■ **Extrait cité**:
____

1 – On vérifie s’il y a de la chaleur dans le sabot, avec la paume de la main (si on n’est pas certain, on va vérifier avec d’autres chevaux à l’écurie).
2 – On prend le pouls digital (au boulet) et on vérifie afin de trouver un pouls bondissant.
3 – On vérifie s’il y a une sensibilité au niveau de la sole, à un endroit particulier.
4 – On regarde afin de trouver une petite fissure ou un point noir sur la sole du sabot.

Que faire en cas d’abcès ? Comment le soigner ?

Dès les premiers symptômes (chaleur à la couronne, pouls élevé, boiterie) et si le cheval est sensible à la pince exploratrice mais que l’on n’y voit rien à l’œil (aucun point noir, aucune fissure). Il faut alors envelopper le pied préalablement nettoyé dans un cataplasme d’argile pour attendrir la corne afin d’aider l’abcès à se frayer un chemin quelque part au niveau de la sole pour l’aider à sortir.

____

■ **Extrait de données**:
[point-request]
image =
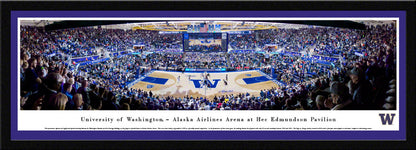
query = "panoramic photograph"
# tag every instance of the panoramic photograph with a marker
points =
(207, 65)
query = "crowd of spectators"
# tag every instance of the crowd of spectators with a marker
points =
(352, 82)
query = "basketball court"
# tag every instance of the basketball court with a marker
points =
(178, 84)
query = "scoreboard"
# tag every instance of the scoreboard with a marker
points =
(204, 28)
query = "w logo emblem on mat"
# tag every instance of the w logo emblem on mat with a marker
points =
(149, 86)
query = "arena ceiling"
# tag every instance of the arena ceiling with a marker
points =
(163, 25)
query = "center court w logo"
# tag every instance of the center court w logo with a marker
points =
(387, 118)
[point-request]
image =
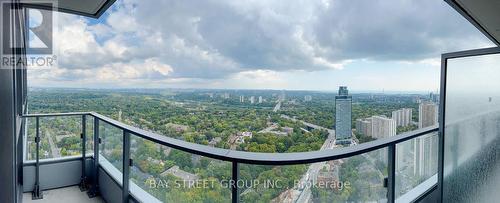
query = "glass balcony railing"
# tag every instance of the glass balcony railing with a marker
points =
(152, 167)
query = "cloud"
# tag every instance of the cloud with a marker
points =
(214, 39)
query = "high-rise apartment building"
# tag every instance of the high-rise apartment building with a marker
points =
(343, 122)
(427, 114)
(425, 155)
(383, 127)
(364, 126)
(403, 116)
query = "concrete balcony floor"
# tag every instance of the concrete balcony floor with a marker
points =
(63, 195)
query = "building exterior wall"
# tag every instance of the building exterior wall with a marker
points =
(403, 116)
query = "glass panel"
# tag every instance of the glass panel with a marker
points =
(355, 179)
(60, 136)
(471, 158)
(172, 175)
(111, 147)
(30, 140)
(416, 161)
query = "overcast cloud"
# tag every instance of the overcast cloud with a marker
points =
(210, 41)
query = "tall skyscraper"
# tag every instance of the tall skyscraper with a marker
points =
(308, 98)
(427, 114)
(403, 116)
(425, 155)
(343, 110)
(383, 127)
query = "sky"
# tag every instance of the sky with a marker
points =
(368, 45)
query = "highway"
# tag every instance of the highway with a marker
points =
(307, 180)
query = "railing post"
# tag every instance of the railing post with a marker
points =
(126, 166)
(37, 192)
(94, 191)
(391, 172)
(83, 179)
(234, 186)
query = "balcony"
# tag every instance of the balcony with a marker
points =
(114, 142)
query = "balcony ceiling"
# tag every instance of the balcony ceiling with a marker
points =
(484, 14)
(89, 8)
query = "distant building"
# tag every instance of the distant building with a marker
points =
(308, 98)
(403, 116)
(288, 130)
(425, 156)
(364, 126)
(427, 114)
(434, 98)
(179, 173)
(343, 110)
(383, 127)
(240, 138)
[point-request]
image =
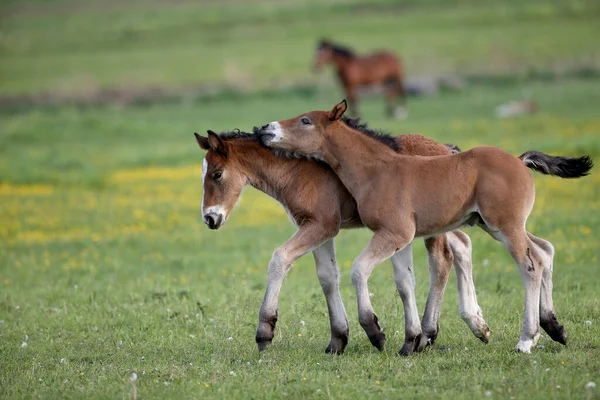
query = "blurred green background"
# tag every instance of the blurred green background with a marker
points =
(106, 268)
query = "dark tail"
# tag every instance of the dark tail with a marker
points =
(565, 167)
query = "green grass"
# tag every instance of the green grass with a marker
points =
(105, 262)
(106, 268)
(136, 44)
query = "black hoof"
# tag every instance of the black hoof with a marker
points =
(410, 346)
(262, 345)
(337, 344)
(555, 330)
(486, 335)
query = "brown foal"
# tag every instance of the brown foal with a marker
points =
(401, 197)
(319, 205)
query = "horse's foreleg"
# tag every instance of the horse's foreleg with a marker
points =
(304, 240)
(404, 276)
(381, 247)
(329, 277)
(470, 312)
(440, 261)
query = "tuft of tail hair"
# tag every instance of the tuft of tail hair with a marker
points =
(453, 148)
(564, 167)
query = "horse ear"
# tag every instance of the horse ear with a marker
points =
(202, 141)
(338, 110)
(216, 143)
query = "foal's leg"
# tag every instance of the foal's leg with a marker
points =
(404, 276)
(463, 264)
(548, 319)
(329, 277)
(531, 266)
(440, 261)
(381, 247)
(303, 241)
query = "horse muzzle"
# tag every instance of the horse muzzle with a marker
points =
(213, 220)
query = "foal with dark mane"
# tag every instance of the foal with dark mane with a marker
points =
(400, 198)
(354, 71)
(319, 205)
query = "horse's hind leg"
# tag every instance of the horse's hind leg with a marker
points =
(381, 247)
(440, 261)
(531, 266)
(329, 277)
(470, 311)
(402, 263)
(548, 319)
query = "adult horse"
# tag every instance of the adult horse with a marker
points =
(319, 205)
(401, 197)
(354, 71)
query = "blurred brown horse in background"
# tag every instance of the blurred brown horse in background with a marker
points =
(381, 67)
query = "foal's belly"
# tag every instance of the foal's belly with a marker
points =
(434, 225)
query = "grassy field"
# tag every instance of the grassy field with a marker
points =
(106, 269)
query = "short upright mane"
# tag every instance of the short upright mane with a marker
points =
(383, 137)
(338, 49)
(237, 134)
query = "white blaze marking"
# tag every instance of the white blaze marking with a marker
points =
(275, 129)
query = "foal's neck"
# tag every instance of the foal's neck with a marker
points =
(265, 171)
(355, 157)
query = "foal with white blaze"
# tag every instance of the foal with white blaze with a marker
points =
(319, 205)
(401, 197)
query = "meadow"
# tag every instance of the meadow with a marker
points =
(106, 268)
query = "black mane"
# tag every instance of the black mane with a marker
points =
(237, 134)
(337, 49)
(383, 137)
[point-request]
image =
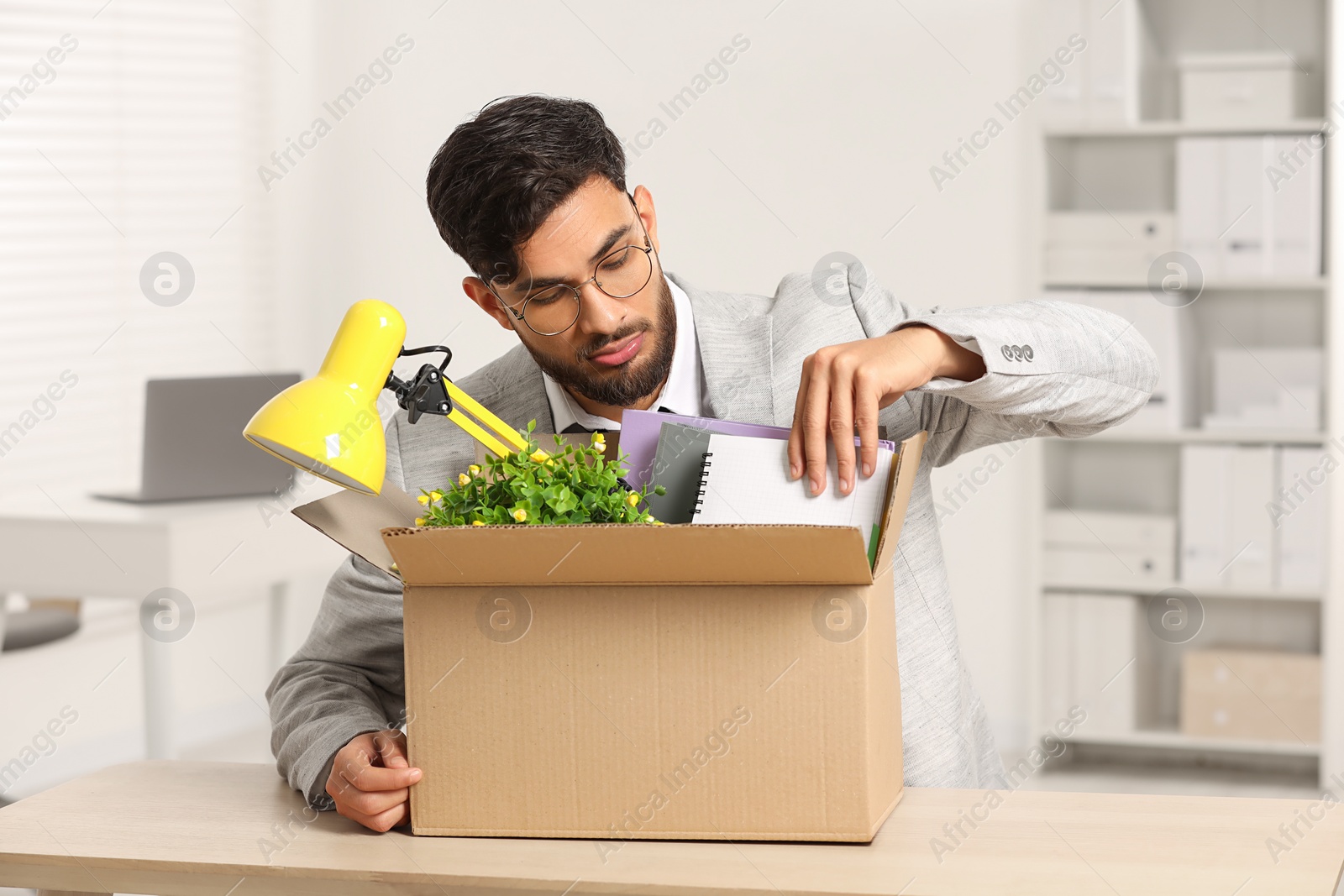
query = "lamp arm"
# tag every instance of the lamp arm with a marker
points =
(430, 391)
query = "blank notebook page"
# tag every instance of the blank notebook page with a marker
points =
(746, 479)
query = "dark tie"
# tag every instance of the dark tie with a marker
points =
(578, 427)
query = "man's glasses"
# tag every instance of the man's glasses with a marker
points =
(620, 275)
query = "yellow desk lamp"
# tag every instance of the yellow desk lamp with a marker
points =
(329, 425)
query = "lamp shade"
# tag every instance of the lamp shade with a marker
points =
(329, 425)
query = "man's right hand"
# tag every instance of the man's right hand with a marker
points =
(371, 781)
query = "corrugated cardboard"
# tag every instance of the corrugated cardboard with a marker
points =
(620, 681)
(1256, 694)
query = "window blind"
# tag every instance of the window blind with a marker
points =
(127, 129)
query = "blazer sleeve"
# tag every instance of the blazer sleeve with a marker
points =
(1052, 369)
(349, 676)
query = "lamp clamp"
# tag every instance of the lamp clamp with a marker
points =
(427, 391)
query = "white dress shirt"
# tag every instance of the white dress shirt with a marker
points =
(682, 394)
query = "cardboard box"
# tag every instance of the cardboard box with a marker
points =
(1254, 694)
(622, 681)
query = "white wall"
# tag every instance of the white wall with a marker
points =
(820, 139)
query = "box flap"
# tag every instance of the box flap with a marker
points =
(898, 496)
(625, 553)
(354, 520)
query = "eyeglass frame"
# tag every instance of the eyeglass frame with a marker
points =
(649, 253)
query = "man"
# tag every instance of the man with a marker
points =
(533, 195)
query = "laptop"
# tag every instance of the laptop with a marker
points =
(194, 439)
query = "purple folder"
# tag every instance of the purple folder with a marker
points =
(640, 437)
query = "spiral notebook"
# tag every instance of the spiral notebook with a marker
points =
(745, 479)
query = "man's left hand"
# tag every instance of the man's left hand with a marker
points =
(844, 385)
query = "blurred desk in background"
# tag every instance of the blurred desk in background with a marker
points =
(215, 553)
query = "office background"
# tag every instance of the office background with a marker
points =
(192, 128)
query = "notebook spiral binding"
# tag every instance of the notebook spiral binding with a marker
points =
(705, 481)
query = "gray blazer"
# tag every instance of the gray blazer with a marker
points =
(1084, 371)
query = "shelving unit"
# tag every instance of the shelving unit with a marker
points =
(1202, 593)
(1168, 739)
(1183, 129)
(1131, 168)
(1215, 437)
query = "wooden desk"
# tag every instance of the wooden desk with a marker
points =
(235, 829)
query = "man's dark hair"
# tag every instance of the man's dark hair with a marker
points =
(501, 174)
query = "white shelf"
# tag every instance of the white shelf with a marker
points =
(1180, 129)
(1176, 741)
(1206, 437)
(1310, 284)
(1205, 593)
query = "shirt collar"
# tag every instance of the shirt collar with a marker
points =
(682, 394)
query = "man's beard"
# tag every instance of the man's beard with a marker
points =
(636, 379)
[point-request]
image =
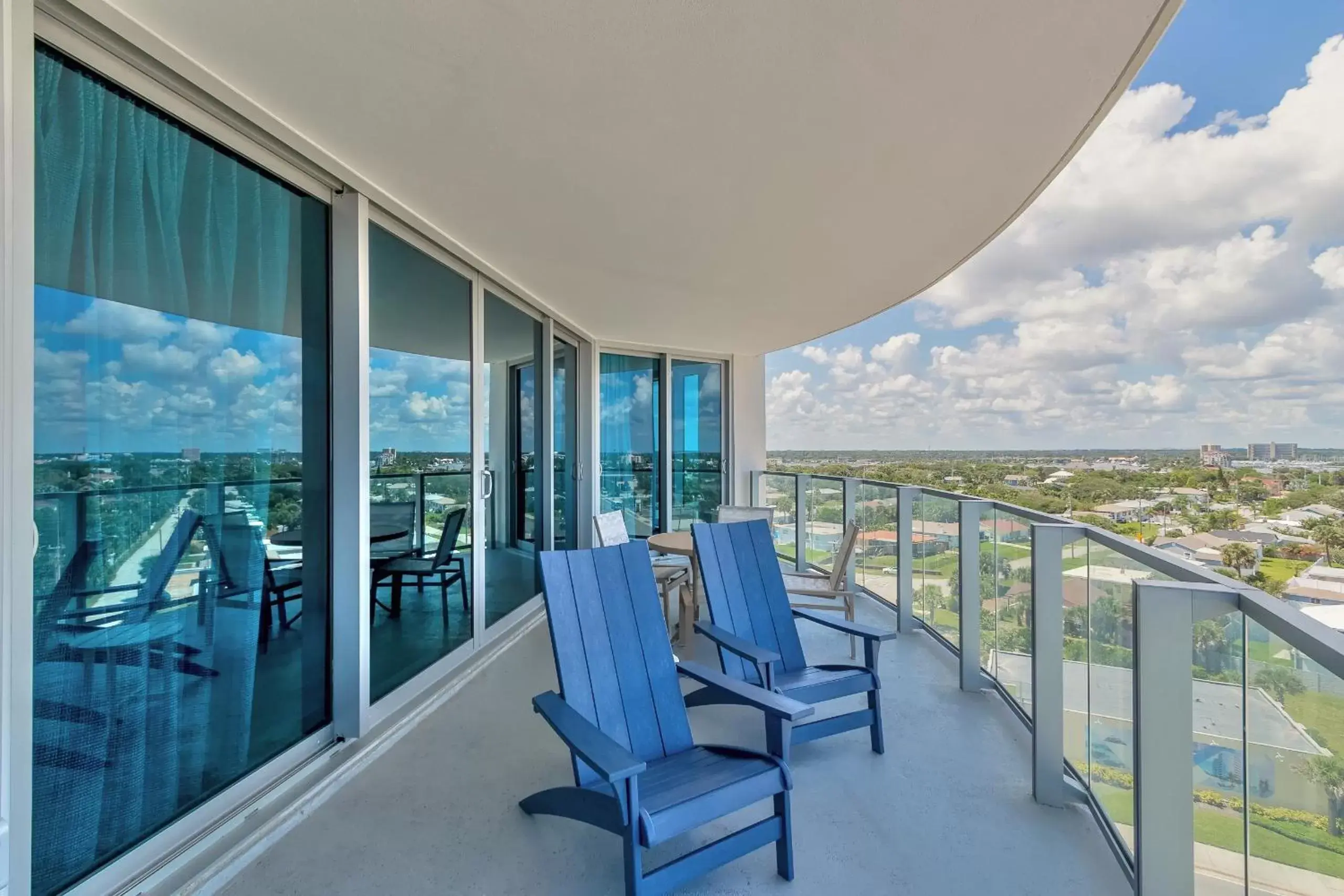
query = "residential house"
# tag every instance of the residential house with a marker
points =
(1318, 583)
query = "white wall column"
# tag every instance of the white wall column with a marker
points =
(350, 465)
(17, 530)
(747, 425)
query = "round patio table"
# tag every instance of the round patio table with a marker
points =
(377, 532)
(682, 544)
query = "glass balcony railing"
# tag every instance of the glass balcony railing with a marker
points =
(1110, 650)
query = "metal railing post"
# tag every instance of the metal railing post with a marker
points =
(850, 496)
(968, 534)
(800, 515)
(906, 496)
(1164, 617)
(420, 511)
(1047, 660)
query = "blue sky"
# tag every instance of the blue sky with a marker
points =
(1178, 284)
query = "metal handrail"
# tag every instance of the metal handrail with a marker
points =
(1205, 594)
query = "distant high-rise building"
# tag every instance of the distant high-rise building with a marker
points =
(1272, 452)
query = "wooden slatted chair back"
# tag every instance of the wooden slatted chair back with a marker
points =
(448, 537)
(743, 586)
(612, 652)
(842, 562)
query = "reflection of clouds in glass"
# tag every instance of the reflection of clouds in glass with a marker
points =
(233, 366)
(171, 361)
(418, 402)
(113, 376)
(120, 323)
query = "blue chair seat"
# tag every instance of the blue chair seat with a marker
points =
(816, 684)
(697, 786)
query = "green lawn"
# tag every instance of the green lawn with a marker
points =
(1265, 650)
(941, 565)
(1223, 829)
(1321, 712)
(1009, 551)
(1281, 568)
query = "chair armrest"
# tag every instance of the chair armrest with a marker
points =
(609, 760)
(768, 702)
(810, 574)
(733, 644)
(867, 633)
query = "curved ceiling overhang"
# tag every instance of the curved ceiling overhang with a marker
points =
(718, 176)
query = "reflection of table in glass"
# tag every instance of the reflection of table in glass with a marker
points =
(689, 610)
(377, 532)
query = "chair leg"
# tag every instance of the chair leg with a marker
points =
(848, 616)
(631, 841)
(784, 847)
(875, 729)
(265, 620)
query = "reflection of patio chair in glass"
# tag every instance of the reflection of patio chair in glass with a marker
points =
(671, 577)
(97, 735)
(448, 567)
(245, 570)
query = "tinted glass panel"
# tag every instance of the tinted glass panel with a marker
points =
(512, 347)
(697, 442)
(420, 433)
(629, 431)
(181, 471)
(566, 392)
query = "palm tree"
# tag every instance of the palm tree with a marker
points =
(1328, 773)
(1238, 555)
(1280, 681)
(1210, 642)
(1330, 535)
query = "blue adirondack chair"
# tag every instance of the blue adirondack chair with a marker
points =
(637, 772)
(754, 629)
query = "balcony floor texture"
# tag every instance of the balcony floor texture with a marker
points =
(947, 810)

____

■ **Travail à faire**:
D'après l'extrait cité :
1. Avec quelle partie de la main vérifie-t-on la chaleur dans le sabot ?
2. À quel endroit prend-on le pouls digital ?
3. Dans quoi enveloppe-t-on le pied préalablement nettoyé ?
Les items ne jouent aucun rôle dans cet exercice.

■ **Corrigé**:
1. Avec la paume de la main.
2. Au boulet.
3. Dans un cataplasme d'argile.